Begin Provided data
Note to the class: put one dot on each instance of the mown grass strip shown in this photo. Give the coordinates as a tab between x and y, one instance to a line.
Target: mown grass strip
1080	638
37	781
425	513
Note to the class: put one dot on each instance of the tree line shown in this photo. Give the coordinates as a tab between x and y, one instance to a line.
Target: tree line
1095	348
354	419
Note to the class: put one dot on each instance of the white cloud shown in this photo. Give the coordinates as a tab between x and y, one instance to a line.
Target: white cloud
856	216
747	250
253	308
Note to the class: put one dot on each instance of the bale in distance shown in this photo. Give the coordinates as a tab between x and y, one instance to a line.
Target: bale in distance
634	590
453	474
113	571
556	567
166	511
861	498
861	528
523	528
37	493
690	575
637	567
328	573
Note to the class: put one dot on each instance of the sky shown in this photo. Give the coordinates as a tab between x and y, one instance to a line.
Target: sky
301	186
End Provided data
Begin Provided data
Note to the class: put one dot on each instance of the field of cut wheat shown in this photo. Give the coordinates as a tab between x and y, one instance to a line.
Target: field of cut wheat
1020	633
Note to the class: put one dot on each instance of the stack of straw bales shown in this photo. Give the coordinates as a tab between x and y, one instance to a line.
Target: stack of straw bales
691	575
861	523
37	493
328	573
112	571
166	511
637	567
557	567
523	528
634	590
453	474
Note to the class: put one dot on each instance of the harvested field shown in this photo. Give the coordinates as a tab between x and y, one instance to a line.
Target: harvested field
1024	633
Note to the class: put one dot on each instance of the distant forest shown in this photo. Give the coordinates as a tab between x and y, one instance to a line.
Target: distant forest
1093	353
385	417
End Provided data
To be done:
Find each line in the material above that contains the word "white", and copy those lines.

Result below:
Note to the class: put one dot on each instance of the white cloud shown in this photo. Give the coordinates as a tab between x and y, one instance to a line.
Target: white cloud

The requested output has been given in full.